● **AIM OF THE TASK**
List the lines between the one holding "Expected: one pin per instance of the man's hand, each" and the one holding "Query: man's hand", inclusive, as a numbered list without blank lines.

● **LISTED ENTRIES**
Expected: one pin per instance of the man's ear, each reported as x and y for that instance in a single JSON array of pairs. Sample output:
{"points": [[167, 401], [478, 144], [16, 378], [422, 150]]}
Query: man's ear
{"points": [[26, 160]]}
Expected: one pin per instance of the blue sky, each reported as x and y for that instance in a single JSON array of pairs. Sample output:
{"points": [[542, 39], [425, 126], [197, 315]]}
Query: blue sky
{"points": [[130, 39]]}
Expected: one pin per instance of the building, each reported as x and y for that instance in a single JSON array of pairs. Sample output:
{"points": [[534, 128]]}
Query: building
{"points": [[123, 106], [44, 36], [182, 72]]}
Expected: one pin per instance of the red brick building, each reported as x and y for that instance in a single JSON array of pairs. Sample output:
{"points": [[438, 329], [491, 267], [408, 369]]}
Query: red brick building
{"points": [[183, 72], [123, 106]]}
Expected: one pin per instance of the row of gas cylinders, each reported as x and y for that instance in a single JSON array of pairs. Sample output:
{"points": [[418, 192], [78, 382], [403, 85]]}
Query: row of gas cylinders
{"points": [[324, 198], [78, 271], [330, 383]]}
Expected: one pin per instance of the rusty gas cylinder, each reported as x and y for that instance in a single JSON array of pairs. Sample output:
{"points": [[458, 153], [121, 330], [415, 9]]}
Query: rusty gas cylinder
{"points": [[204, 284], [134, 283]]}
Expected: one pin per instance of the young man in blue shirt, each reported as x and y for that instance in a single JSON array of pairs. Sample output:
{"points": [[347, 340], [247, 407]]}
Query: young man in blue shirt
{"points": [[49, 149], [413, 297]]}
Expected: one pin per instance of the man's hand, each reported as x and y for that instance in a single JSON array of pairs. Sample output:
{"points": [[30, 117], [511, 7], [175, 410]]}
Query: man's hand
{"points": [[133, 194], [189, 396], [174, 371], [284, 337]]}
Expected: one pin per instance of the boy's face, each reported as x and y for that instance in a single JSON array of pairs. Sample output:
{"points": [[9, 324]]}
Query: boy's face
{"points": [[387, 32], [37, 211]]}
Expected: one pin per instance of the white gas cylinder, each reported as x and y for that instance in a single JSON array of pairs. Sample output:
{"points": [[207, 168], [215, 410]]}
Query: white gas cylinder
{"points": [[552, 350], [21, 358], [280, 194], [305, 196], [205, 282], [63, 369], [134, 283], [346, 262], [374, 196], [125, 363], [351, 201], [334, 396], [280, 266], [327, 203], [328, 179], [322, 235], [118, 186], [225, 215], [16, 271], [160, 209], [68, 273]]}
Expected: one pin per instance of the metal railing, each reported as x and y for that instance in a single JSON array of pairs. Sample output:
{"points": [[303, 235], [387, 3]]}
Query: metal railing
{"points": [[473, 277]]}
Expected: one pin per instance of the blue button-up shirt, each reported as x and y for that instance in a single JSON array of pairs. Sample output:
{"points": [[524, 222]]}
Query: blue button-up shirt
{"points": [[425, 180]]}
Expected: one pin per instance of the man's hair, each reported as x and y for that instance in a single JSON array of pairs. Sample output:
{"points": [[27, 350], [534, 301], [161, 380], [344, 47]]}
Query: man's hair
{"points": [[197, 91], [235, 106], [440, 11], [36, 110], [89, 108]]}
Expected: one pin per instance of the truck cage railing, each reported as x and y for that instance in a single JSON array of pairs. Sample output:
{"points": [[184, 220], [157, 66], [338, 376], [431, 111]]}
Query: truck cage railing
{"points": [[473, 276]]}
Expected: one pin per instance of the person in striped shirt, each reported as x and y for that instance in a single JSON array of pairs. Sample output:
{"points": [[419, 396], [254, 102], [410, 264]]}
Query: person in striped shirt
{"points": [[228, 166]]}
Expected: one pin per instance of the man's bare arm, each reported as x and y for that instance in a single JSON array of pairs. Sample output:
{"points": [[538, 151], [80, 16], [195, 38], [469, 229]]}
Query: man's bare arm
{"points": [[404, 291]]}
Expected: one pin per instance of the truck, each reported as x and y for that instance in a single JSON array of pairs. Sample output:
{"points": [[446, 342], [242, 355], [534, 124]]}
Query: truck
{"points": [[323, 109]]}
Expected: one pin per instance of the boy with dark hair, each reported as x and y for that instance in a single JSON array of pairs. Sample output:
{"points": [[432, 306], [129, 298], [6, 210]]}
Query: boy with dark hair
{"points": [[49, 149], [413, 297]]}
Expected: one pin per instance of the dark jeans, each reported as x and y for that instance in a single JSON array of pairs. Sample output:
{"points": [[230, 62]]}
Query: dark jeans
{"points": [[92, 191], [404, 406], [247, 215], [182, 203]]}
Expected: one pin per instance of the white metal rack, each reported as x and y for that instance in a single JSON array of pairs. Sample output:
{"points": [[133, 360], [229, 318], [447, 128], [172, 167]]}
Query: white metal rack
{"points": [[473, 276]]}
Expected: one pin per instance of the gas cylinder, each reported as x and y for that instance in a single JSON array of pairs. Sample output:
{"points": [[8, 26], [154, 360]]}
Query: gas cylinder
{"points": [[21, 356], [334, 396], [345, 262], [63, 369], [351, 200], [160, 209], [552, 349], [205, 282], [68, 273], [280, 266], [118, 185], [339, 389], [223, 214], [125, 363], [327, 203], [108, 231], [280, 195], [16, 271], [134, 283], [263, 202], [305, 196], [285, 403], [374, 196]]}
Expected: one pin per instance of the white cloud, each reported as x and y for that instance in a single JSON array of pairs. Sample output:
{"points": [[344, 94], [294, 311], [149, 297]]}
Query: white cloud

● **RESPONSE FOR THIS EXERCISE**
1. Expected: one pin per instance of the man's hand, each reported as x and y for that instance in a single JSON array of pairs. Sample output:
2. {"points": [[30, 117], [511, 7], [175, 410]]}
3. Query: man's hand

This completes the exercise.